CIS Seminar: One Size Doesn’t Fit Anyone: Tailoring Digital Tools for Personal Health Journeys
February 19 at 1:30 PM - 2:30 PM
Personal technologies for everyday health management have the potential to transform healthcare by
empowering individuals to engage in their own care, scaffolding access to critical information, and
supporting patient-centered decision-making. Currently, many personal health tools often focus only on a
single task or isolated event. However, chronic illnesses are characterized by information needs and
challenges that shift over time; thus, these illnesses are better defined as a dynamic trajectory than a series
of singular events.
In this talk, I discuss my work designing and implementing novel computing systems that: 1) support
chronic illness trajectories and 2) reduce patients’ barriers to health information access. I’ll present my
approach using personalized and adaptive content to connect individuals with timely and actionable
feedback. Using results from longitudinal field deployments, I demonstrate the ability for these tools to
facilitate patients’ proactive health management and engagement in their care. I’ll also discuss the utility
of this approach for encouraging to long-term engagement with health tools, as evidenced by longitudinal
usage patterns. I’ll conclude with opportunities for using personalization as a strategy to support other
complex information tasks, including the health management of illness trajectories in which uncertainty is
paramount and the integration of machine learning models into clinical workflows.
Postdoctoral Fellow at Harvard University’s Center for Research on Computation and Society
Dr. Maia Jacobs is a postdoctoral fellow at Harvard University’s Center for Research on
Computation and Society. Jacobs’ research focuses on the development and assessment of novel
approaches for health information tools to support chronic disease management. She completed her PhD
in Human Centered Computing at Georgia Institute of Technology with the thesis, “Personalized Mobile
Tools to Support the Cancer Trajectory”.
Jacobs’ research was recognized in the 2016 report to the President of the United States from the
President’s Cancer Panel, which focuses on improving cancer-related outcomes. Her research has been
funded by the National Science Foundation, the National Cancer Institute and the Harvard Data Science
Institute. Jacobs was awarded the iSchools Doctoral Dissertation Award and the Georgia Institute of
Technology College of Computing Dissertation Award. Jacobs was also recognized as a Foley Scholar,
the highest award given by the GVU center to PhD candidates at Georgia Tech. Prior to joining Georgia
Tech, Maia received a B.S. degree in Industrial and Systems Engineering from the University of
Wisconsin-Madison and worked as a User Experience Specialist for Accenture Consulting.

Material supplied:
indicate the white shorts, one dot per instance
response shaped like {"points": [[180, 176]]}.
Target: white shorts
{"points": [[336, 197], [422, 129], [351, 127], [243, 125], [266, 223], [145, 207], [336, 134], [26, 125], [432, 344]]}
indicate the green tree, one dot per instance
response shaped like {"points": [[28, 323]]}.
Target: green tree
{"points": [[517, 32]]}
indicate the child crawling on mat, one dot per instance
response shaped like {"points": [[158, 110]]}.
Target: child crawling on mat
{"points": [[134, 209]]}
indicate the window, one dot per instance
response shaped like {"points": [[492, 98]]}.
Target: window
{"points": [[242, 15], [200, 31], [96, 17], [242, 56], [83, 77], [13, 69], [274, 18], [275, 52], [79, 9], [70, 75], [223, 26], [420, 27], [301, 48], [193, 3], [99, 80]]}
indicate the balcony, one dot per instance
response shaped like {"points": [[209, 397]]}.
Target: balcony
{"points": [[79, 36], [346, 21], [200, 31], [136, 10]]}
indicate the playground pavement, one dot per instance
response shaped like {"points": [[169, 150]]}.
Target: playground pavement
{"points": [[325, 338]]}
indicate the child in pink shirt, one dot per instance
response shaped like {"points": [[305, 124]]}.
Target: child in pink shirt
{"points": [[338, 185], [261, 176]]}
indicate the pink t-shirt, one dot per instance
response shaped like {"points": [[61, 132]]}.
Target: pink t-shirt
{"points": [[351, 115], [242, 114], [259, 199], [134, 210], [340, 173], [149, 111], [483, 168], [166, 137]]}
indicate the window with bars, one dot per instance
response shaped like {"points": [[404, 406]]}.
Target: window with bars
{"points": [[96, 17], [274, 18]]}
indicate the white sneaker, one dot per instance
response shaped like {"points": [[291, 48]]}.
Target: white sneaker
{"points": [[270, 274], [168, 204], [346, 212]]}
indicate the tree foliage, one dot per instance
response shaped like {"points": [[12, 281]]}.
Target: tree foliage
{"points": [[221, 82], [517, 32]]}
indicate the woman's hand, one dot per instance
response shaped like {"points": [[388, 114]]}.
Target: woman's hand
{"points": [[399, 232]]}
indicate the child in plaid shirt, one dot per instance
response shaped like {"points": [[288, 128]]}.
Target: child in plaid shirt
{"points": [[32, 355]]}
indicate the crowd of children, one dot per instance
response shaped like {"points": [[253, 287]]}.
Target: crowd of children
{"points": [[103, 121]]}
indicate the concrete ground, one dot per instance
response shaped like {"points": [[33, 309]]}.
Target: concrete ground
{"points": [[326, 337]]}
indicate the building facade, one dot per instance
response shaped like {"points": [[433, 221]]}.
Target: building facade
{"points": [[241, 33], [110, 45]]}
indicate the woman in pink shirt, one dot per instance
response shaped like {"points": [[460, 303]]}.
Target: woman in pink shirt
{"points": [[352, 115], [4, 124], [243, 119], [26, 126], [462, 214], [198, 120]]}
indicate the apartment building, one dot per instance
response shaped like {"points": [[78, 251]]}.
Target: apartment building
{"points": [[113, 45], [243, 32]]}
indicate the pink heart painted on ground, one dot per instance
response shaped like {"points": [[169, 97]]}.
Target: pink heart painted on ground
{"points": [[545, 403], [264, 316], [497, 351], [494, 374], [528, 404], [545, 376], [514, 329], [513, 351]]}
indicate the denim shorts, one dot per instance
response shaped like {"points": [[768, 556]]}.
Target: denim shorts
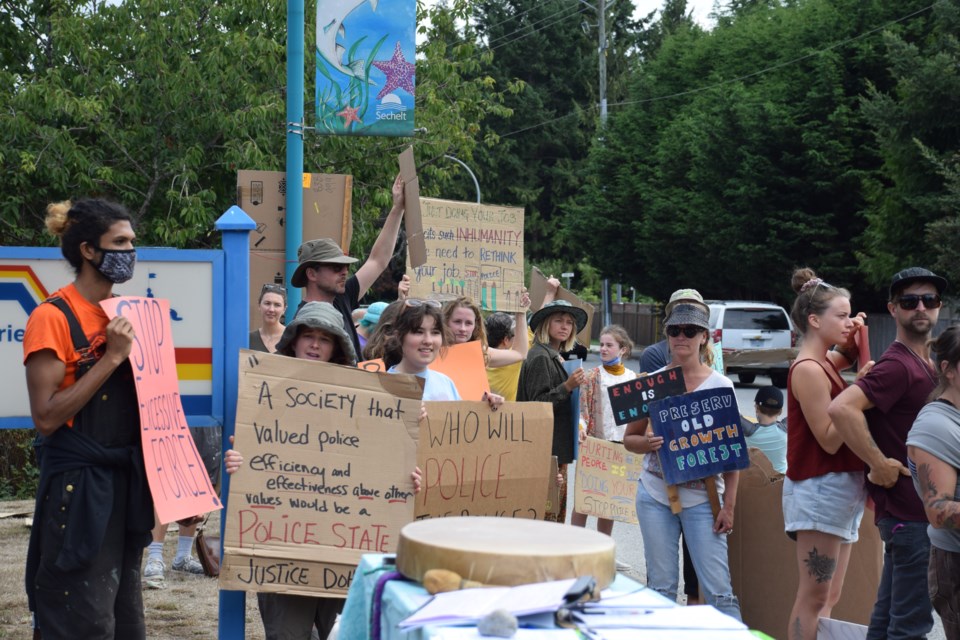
{"points": [[832, 503]]}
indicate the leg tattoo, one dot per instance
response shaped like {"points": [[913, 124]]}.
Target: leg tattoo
{"points": [[820, 567]]}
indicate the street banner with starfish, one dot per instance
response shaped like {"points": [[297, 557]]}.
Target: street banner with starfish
{"points": [[365, 67]]}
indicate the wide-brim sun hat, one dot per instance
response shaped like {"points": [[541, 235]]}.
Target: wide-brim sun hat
{"points": [[686, 313], [559, 306], [323, 316], [316, 252], [691, 296]]}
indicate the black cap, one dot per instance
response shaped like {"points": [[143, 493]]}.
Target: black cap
{"points": [[769, 397], [905, 278]]}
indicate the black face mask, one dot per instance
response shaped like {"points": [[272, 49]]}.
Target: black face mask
{"points": [[116, 265]]}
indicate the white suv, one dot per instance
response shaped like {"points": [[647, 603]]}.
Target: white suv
{"points": [[741, 325]]}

Brief 1: According to the seminar announcement, why are chronic illnesses better defined as a dynamic trajectory than as a series of singular events? Answer in one to three sentences.
Brief 2: Can you repeat the part of the seminar announcement starting with "Jacobs’ research was" and going on through "for Accenture Consulting."?

Expected output 1: Chronic illnesses are characterized by information needs and challenges that shift over time. That is why they are better defined as a dynamic trajectory.

Expected output 2:
Jacobs’ research was recognized in the 2016 report to the President of the United States from the
President’s Cancer Panel, which focuses on improving cancer-related outcomes. Her research has been
funded by the National Science Foundation, the National Cancer Institute and the Harvard Data Science
Institute. Jacobs was awarded the iSchools Doctoral Dissertation Award and the Georgia Institute of
Technology College of Computing Dissertation Award. Jacobs was also recognized as a Foley Scholar,
the highest award given by the GVU center to PhD candidates at Georgia Tech. Prior to joining Georgia
Tech, Maia received a B.S. degree in Industrial and Systems Engineering from the University of
Wisconsin-Madison and worked as a User Experience Specialist for Accenture Consulting.